Work order 1:
In the case text, with what diagnosis was the patient admitted to general surgery?
Work order 2:
Reproduce the part of the case text starting at "In this clip, a stone" and ending at "change in management.".

Text:
= Beginning of Section =

A 30 year-old female presented to the ED with vomiting and diarrhea that began 4 hours ago. This was associated with crampy periumbilical pain. Her vitals signs were stable and she was afebrile. Her abdominal examination was benign, with no peritoneal findings and a negative Murphy’s sign.
Her labs were remarkable for slightly elevated WBC 12, normal lipase, bilirubin 9, and slightly elevated transaminases (AST 94, ALT 61, ALP 53).
After 1L of normal saline and gravol her symptoms have resolved and she wants to go home.
What would you do?
Based on the slightly elevated transaminases, a focused RUQ point-of-care ultrasound was performed.
In this clip, a gallstone is clearly visible in the body of the gallbladder. However, the wall was not thickened (<3mm) and there was no pericholecystic fluid. She was also not tender over the gallbladder (negative sonographic Murphy's sign). But can you see anything else abnormal?
A dilated common bile duct can be seen in the porta hepatis.
By following this down caudally, we can see an echogenic structure within it with posterior acoustic shadowing consistent with a common bile duct stone.
In this clip, a stone can be seen within the head of the pancreas.
The patient was admitted to general surgery with a diagnosis of choledocholithiasis. Radiology ultrasound confirmed the POCUS findings and were also suggestive of early cholangitis.
Assessment of the common bile duct (CBD) is not generally part of ED biliary POCUS, since most patients with CBD pathology will usually have abnormalities on their gallbladder ultrasound or blood tests. However, occasionally a dilated common bile duct can be a helpful finding and can lead to a change in management.

= End of Section =

Referring expression pointing data
= Beginning of Section =

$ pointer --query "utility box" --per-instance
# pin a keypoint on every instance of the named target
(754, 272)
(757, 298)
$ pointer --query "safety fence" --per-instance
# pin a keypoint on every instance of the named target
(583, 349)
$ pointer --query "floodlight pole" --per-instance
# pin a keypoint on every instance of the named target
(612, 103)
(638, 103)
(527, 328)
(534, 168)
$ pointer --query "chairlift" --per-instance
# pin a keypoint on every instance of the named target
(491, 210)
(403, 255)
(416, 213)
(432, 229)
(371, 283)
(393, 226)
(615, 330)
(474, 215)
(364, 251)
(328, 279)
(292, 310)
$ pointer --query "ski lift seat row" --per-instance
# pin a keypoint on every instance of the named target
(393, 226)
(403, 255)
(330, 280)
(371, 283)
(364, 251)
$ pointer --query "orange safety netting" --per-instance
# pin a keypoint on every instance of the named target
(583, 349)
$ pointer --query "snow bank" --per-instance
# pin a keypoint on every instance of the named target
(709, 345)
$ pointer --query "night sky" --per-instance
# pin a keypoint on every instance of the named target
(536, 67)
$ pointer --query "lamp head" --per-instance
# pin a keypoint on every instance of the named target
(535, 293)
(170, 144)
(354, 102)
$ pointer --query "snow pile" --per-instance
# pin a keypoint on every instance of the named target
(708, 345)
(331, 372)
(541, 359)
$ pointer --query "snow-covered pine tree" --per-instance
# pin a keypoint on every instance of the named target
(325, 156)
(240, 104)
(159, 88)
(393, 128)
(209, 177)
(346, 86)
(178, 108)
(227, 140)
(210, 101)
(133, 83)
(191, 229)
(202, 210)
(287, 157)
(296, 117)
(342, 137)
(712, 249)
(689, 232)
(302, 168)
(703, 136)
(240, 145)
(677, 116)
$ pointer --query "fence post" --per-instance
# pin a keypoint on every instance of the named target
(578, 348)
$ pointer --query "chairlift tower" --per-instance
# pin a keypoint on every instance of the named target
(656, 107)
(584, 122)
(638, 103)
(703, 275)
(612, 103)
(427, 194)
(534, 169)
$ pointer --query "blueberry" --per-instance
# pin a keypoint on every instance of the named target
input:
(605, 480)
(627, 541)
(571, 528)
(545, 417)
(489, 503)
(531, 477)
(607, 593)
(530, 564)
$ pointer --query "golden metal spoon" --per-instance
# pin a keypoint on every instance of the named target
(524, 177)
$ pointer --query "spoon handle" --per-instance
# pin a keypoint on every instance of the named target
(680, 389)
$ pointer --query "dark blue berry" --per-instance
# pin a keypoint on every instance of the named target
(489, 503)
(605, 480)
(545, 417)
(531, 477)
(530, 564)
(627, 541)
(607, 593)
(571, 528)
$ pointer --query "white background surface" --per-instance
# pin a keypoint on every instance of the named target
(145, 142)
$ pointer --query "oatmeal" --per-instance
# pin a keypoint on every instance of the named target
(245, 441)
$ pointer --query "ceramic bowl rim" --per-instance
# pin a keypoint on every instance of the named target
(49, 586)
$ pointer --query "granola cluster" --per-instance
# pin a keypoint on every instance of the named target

= End of Section =

Solution 1:
Choledocholithiasis.

Solution 2:
In this clip, a stone can be seen within the head of the pancreas.
The patient was admitted to general surgery with a diagnosis of choledocholithiasis. Radiology ultrasound confirmed the POCUS findings and were also suggestive of early cholangitis.
Assessment of the common bile duct (CBD) is not generally part of ED biliary POCUS, since most patients with CBD pathology will usually have abnormalities on their gallbladder ultrasound or blood tests. However, occasionally a dilated common bile duct can be a helpful finding and can lead to a change in management.